Are AI-Generated Driving Videos Ready for Autonomous Driving? A Diagnostic Evaluation Framework
Xinhao Xiang, Abhijeet Rastogi, Jiawei Zhang
TL;DR
<3-5 sentence high-level summary> This paper tackles the risk that AI-generated driving videos (AIGVs) may harm autonomous driving (AD) models when used for training or evaluation. It introduces ADGV-Bench, a driving-focused benchmark with dense perception annotations, and ADGVE, a driving-aware evaluator that fuses static, temporal, lane, and Vision-Language checks to rate clip quality. The authors show that naive use of raw AIGVs degrades AD perception, while filtering with ADGVE improves downstream detection, tracking, and segmentation and enables AIGVs to complement real data. The work provides a practical, model-agnostic quality gate for safely integrating large-scale generated driving videos into AD pipelines.

■ Exercise tasks
1 – In the paper summary on AI-generated driving videos, what is the name of the benchmark the authors introduce?
2 – In the paper summary on AI-generated driving videos, rewrite the part between "Are AI-Generated Driving" and "into AD pipelines.", inclusive, replacing "filtering" with "screening".
3 – Carry on the summary of the paper on AI-generated driving videos from the point where it ends.
The data that comes next is from a separate source and has no connection to the paper summary.

■ Given entries
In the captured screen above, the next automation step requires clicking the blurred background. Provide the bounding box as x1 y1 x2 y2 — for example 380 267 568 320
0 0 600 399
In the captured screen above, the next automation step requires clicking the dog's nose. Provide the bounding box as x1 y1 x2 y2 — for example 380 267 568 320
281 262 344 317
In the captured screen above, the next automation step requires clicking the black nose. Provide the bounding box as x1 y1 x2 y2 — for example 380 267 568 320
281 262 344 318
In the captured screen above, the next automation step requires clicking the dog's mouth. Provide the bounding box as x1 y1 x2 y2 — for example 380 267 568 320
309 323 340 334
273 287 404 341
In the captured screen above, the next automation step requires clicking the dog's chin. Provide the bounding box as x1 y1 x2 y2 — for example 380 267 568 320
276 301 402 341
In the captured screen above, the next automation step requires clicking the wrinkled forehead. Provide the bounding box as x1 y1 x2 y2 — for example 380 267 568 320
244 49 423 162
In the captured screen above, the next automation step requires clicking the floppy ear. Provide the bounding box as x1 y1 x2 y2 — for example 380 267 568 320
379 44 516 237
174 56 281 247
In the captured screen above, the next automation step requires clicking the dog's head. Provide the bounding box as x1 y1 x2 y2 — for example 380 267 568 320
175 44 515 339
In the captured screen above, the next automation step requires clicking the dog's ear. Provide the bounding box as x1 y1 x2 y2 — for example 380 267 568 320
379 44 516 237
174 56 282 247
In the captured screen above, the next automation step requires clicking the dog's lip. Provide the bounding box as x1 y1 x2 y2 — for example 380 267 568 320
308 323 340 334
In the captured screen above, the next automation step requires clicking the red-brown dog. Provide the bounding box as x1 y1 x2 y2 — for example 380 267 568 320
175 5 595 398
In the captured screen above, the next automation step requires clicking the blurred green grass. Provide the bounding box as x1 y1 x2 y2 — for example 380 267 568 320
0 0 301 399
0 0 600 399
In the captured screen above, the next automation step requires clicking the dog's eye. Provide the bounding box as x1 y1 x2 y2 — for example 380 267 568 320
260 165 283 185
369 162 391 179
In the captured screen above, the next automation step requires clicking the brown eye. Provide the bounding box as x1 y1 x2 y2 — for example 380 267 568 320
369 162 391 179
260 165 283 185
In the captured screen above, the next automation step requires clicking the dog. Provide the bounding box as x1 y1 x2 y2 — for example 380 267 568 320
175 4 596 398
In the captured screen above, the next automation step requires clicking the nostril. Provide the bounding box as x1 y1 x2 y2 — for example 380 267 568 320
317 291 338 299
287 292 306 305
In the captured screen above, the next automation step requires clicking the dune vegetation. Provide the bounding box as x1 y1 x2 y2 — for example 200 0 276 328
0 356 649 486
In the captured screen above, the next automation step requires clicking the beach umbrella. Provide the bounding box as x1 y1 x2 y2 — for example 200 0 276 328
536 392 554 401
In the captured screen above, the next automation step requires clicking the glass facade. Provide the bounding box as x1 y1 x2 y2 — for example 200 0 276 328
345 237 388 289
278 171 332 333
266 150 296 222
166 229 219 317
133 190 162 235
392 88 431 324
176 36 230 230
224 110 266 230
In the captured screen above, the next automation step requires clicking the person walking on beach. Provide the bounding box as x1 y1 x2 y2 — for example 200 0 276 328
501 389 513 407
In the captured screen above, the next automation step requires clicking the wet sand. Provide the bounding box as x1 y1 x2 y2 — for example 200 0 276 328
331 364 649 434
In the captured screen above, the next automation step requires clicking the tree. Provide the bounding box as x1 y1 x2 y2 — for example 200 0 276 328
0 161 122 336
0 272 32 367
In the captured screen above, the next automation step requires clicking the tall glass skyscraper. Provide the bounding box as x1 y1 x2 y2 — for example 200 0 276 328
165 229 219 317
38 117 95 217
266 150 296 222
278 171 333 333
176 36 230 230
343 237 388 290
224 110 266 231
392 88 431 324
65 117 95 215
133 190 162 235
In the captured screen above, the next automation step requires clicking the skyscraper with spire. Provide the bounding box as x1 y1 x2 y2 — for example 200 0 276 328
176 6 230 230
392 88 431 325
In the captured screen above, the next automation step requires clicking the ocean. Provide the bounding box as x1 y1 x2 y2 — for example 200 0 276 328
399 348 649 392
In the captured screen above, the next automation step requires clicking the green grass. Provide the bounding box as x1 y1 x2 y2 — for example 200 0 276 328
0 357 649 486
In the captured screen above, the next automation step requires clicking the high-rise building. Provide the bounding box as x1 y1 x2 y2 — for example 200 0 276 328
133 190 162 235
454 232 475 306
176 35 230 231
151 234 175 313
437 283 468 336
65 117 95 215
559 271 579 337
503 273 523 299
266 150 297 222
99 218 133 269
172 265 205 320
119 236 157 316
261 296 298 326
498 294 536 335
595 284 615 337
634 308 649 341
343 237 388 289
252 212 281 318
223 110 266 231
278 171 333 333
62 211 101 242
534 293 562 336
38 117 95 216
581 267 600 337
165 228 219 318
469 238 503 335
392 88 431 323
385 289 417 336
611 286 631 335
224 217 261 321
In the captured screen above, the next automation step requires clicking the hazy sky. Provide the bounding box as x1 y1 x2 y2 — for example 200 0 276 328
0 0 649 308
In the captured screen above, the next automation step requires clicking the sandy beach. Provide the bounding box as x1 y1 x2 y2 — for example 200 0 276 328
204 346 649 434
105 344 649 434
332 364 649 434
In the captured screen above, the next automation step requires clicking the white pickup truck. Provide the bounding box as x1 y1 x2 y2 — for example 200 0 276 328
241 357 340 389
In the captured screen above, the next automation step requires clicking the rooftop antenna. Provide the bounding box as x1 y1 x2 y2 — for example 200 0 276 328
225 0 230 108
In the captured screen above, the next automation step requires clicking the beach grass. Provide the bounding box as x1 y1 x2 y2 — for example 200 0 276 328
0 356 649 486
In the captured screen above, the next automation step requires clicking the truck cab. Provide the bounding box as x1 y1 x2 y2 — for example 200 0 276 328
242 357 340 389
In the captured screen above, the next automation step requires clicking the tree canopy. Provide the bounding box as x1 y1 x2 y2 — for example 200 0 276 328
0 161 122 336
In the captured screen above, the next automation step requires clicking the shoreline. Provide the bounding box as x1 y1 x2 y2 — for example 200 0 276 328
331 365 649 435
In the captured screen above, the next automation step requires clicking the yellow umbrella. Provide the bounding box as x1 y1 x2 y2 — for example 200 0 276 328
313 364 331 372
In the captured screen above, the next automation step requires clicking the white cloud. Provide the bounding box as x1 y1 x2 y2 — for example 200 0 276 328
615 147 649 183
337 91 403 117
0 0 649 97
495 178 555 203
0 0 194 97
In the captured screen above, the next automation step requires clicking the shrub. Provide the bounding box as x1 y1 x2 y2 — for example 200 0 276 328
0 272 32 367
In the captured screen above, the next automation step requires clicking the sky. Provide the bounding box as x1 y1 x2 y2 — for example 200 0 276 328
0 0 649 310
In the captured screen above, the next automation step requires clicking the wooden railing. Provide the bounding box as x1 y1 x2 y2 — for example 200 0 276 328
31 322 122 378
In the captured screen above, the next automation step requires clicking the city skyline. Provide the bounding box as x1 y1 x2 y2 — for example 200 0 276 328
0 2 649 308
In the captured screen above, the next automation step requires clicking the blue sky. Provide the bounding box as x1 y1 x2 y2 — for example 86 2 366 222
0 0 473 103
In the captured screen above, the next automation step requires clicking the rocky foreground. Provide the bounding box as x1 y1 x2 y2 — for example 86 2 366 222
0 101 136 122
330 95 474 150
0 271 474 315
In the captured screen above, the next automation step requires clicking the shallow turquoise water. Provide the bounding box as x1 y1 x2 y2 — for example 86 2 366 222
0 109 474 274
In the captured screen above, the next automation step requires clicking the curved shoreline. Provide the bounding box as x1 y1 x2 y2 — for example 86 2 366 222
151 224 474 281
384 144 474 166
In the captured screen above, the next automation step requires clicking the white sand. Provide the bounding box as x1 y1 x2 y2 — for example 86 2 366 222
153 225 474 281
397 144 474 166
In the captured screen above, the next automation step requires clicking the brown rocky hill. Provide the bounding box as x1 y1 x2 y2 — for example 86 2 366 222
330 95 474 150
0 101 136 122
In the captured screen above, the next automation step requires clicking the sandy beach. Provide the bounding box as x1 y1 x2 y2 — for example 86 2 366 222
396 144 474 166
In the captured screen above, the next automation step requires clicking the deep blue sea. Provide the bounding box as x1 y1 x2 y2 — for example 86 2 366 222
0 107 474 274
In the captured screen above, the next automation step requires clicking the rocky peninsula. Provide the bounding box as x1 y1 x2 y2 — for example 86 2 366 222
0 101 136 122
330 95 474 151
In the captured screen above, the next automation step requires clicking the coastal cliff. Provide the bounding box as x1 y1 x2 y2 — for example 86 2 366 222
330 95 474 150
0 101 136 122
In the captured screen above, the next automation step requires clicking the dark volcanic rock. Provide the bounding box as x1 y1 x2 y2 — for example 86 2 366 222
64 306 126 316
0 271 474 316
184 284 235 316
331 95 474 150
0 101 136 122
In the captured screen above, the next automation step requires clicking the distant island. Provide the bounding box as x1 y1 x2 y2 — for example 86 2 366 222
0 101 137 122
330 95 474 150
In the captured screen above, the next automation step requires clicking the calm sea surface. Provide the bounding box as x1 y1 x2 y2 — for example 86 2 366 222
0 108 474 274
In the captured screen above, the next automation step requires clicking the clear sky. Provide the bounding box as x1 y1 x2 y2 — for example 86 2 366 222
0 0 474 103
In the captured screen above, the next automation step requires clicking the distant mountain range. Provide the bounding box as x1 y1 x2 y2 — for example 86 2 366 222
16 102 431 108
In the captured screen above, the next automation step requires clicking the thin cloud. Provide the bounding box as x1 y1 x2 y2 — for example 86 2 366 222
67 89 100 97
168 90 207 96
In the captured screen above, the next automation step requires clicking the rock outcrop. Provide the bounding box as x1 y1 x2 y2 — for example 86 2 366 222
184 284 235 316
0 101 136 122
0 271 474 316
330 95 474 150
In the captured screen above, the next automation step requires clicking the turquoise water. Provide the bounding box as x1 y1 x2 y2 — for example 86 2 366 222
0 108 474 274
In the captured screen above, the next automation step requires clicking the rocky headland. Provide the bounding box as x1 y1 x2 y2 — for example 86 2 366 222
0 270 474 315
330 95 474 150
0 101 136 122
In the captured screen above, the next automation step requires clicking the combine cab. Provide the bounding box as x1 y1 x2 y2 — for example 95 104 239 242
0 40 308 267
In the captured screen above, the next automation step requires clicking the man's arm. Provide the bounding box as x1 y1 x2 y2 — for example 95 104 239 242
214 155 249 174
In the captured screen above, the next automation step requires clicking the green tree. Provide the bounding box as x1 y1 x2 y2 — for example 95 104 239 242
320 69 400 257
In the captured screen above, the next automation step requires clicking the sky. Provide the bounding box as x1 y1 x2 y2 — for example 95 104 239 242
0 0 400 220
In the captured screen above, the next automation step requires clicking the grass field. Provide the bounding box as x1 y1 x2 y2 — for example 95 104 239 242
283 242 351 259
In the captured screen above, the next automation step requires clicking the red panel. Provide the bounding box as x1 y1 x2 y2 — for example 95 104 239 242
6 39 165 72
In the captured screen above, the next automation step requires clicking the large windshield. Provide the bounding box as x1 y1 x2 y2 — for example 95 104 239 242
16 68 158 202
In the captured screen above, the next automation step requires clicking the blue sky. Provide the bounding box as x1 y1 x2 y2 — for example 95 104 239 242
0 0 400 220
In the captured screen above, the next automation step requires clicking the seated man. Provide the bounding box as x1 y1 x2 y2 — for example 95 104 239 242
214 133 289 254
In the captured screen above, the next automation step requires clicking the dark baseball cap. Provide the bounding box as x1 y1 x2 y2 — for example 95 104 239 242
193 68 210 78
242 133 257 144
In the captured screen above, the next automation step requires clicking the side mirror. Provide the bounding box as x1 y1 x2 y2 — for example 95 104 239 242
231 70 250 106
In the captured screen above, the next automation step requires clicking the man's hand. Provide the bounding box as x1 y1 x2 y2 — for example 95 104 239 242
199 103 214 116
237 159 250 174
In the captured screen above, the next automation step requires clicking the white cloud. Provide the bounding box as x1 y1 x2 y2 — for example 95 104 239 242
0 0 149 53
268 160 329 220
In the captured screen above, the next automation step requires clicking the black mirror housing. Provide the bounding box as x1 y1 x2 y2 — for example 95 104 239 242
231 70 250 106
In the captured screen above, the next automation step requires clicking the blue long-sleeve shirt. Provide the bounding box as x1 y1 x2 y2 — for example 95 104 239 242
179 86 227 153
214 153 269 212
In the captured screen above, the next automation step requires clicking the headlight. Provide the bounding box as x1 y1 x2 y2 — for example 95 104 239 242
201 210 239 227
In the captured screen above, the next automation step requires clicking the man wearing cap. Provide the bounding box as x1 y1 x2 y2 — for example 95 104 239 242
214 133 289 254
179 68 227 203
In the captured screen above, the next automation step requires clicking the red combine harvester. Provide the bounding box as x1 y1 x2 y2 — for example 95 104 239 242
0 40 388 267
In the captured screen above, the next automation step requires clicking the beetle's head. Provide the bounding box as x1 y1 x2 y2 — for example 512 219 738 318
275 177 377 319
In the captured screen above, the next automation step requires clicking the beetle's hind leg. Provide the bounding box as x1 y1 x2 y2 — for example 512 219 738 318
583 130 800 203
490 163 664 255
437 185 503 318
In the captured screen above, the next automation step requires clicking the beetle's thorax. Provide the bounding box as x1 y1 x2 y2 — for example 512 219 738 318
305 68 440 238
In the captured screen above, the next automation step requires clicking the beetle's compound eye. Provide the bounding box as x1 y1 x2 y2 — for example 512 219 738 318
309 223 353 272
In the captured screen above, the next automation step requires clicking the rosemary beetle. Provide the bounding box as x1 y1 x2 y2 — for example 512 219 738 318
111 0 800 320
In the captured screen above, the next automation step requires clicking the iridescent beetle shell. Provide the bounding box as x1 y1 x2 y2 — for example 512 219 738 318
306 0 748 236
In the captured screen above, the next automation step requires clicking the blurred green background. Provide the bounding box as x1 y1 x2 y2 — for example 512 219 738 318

■ Task responses
1 – ADGV-Bench

2 –
Are AI-Generated Driving Videos Ready for Autonomous Driving? A Diagnostic Evaluation Framework
Xinhao Xiang, Abhijeet Rastogi, Jiawei Zhang
TL;DR
<3-5 sentence high-level summary> This paper tackles the risk that AI-generated driving videos (AIGVs) may harm autonomous driving (AD) models when used for training or evaluation. It introduces ADGV-Bench, a driving-focused benchmark with dense perception annotations, and ADGVE, a driving-aware evaluator that fuses static, temporal, lane, and Vision-Language checks to rate clip quality. The authors show that naive use of raw AIGVs degrades AD perception, while screening with ADGVE improves downstream detection, tracking, and segmentation and enables AIGVs to complement real data. The work provides a practical, model-agnostic quality gate for safely integrating large-scale generated driving videos into AD pipelines.

3 –
Abstract
Recent text-to-video models have enabled the generation of high-resolution driving scenes from natural language prompts. These AI-generated driving videos (AIGVs) offer a low-cost, scalable alternative to real or simulator data for autonomous driving (AD). But a key question remains: can such videos reliably support training and evaluation of AD models? We present a diagnostic framework that systematically studies this question. First, we introduce a taxonomy of frequent AIGV failure modes, including visual artifacts, physically implausible motion, and violations of traffic semantics, and demonstrate their negative impact on object detection, tracking, and instance segmentation. To support this analysis, we build ADGV-Bench, a driving-focused benchmark with human quality annotations and dense labels for multiple perception tasks. We then propose ADGVE, a driving-aware evaluator that combines static semantics, temporal cues, lane obedience signals, and Vision-Language Model(VLM)-guided reasoning into a single quality score for each clip. Experiments show that blindly adding raw AIGVs can degrade perception performance, while filtering them with ADGVE consistently improves both general video quality assessment metrics and downstream AD models, and turns AIGVs into a beneficial complement to real-world data. Our study highlights both the risks and the promise of AIGVs, and provides practical tools for safely leveraging large-scale video generation in future AD pipelines.